Extracted data ::
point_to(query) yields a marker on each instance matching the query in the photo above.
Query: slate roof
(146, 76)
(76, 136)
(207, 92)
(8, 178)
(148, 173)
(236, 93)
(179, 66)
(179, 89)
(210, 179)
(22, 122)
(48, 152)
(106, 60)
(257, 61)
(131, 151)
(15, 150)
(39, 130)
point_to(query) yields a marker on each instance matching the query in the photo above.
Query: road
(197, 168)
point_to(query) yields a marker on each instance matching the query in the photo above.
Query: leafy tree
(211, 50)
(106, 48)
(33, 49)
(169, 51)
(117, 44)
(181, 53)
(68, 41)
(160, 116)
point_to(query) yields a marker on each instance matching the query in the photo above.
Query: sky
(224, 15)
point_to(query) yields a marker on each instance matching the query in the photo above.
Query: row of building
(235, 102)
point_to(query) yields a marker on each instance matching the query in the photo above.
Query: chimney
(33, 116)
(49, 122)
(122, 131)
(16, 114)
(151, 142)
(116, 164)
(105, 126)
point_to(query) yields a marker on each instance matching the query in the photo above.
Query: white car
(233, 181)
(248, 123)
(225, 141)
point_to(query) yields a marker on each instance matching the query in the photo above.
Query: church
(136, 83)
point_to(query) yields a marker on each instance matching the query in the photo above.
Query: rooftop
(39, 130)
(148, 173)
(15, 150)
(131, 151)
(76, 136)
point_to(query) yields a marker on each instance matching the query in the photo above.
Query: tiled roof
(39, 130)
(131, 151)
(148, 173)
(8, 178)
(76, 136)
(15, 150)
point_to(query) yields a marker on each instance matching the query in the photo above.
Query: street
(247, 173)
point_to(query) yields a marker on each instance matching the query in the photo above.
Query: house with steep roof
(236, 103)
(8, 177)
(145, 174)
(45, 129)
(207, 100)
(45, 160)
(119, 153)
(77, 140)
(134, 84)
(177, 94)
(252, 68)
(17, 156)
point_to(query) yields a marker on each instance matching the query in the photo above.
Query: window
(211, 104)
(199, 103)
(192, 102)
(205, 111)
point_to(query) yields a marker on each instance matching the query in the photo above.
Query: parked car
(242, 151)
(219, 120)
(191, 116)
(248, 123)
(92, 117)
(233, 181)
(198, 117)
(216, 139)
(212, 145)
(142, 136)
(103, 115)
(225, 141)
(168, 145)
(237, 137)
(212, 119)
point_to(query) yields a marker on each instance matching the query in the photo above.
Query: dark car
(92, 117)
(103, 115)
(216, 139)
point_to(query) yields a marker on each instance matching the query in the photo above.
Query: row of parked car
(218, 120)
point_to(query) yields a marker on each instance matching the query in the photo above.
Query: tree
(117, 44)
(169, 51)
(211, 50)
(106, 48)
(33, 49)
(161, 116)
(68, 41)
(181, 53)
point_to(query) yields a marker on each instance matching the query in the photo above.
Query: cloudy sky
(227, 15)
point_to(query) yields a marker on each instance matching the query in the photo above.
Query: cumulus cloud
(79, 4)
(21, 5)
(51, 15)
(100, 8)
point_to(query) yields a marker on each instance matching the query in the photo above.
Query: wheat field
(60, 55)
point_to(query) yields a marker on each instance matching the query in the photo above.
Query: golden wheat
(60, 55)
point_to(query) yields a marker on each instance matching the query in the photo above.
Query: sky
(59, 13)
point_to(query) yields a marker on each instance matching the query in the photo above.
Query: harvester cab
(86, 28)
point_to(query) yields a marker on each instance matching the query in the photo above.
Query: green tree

Problem statement :: Retype the whole listing exactly.

Written answer ::
point_to(query) yields a marker on each instance matching the query in the photo above.
Query: slate roof
(146, 76)
(76, 136)
(207, 92)
(8, 178)
(148, 173)
(236, 93)
(179, 66)
(179, 89)
(210, 179)
(22, 122)
(48, 152)
(106, 60)
(257, 61)
(131, 151)
(15, 150)
(39, 130)
point_to(query) yields a marker on each instance matching the query in the photo above.
Query: road
(197, 168)
point_to(query) yields a marker on each instance matching the query in the photo above.
Query: leafy tree
(211, 50)
(106, 48)
(33, 49)
(169, 51)
(117, 44)
(181, 53)
(68, 41)
(160, 116)
point_to(query) yields a marker on each instance matching the query in the photo above.
Query: sky
(224, 15)
point_to(query) yields a marker on each instance matching the query in the photo above.
Query: row of building
(235, 102)
point_to(query) yields a marker on each instance matching the query in the photo above.
Query: chimney
(33, 116)
(49, 122)
(122, 131)
(16, 114)
(151, 142)
(116, 164)
(105, 126)
point_to(query) yields a marker on each instance matching the query in the photo above.
Query: white car
(233, 181)
(248, 123)
(225, 141)
point_to(query) yields a marker on each instance matching the query in the photo above.
Query: church
(136, 83)
point_to(query) yields a marker on each instance matching the query in the photo above.
Query: rooftop
(39, 130)
(148, 173)
(15, 150)
(131, 151)
(76, 136)
point_to(query) yields a marker on each instance matching the query in the photo above.
Query: tiled roof
(39, 130)
(131, 151)
(148, 173)
(8, 178)
(76, 136)
(15, 150)
point_to(query) yields a marker on each instance matching the query in the photo above.
Query: street
(247, 173)
point_to(query) yields a marker on each instance matching the query in the photo above.
Query: house with steep roof
(236, 103)
(8, 177)
(145, 174)
(45, 129)
(207, 100)
(45, 160)
(119, 153)
(77, 140)
(134, 84)
(177, 94)
(252, 68)
(17, 156)
point_to(query) yields a marker on each instance matching the query in the photo above.
Query: window
(211, 104)
(199, 103)
(192, 102)
(205, 111)
point_to(query) yields a marker on each instance matching the query in the photo above.
Query: parked car
(242, 151)
(219, 120)
(191, 116)
(248, 123)
(92, 117)
(233, 181)
(198, 117)
(216, 139)
(212, 145)
(142, 136)
(103, 115)
(225, 141)
(168, 145)
(237, 137)
(212, 119)
point_to(query) yields a marker on each instance matching the query in the photo above.
Query: dark car
(92, 117)
(103, 115)
(216, 139)
point_to(query) yields a marker on each instance matching the query in the photo above.
Query: row of parked car
(218, 120)
point_to(query) yields a marker on each instance matching the query in the photo above.
Query: tree
(117, 44)
(169, 51)
(211, 50)
(106, 48)
(33, 49)
(161, 116)
(68, 41)
(181, 53)
point_to(query) yields a marker on each instance matching the query in the photo above.
Query: cloudy sky
(227, 15)
point_to(query) yields a marker on each instance matching the query in the photo above.
Query: cumulus cloud
(79, 4)
(21, 5)
(51, 15)
(100, 8)
point_to(query) yields a marker on each instance matching the query in the photo above.
Query: wheat field
(60, 55)
point_to(query) yields a marker on each instance matching the query in the photo above.
Query: golden wheat
(60, 55)
point_to(query) yields a marker on each instance matching the query in the photo above.
Query: sky
(59, 13)
point_to(query) yields a marker on each instance matching the query in the photo above.
Query: harvester cab
(86, 28)
point_to(query) yields a marker on each instance matching the query in the photo above.
Query: green tree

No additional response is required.